> _YOUR INSTRUCTIONS_:
Give back all of the data exactly. Leave nothing out.

(Natural-language object grounding data)
━━━━

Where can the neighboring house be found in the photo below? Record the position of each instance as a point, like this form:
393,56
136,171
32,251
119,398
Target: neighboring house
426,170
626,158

━━━━

> _WRITTEN ANSWER_:
Where can the neighboring house be found in the photo below? Record the position of each instance as a point, like this form:
393,56
136,171
32,251
119,398
Target: neighboring house
426,170
626,158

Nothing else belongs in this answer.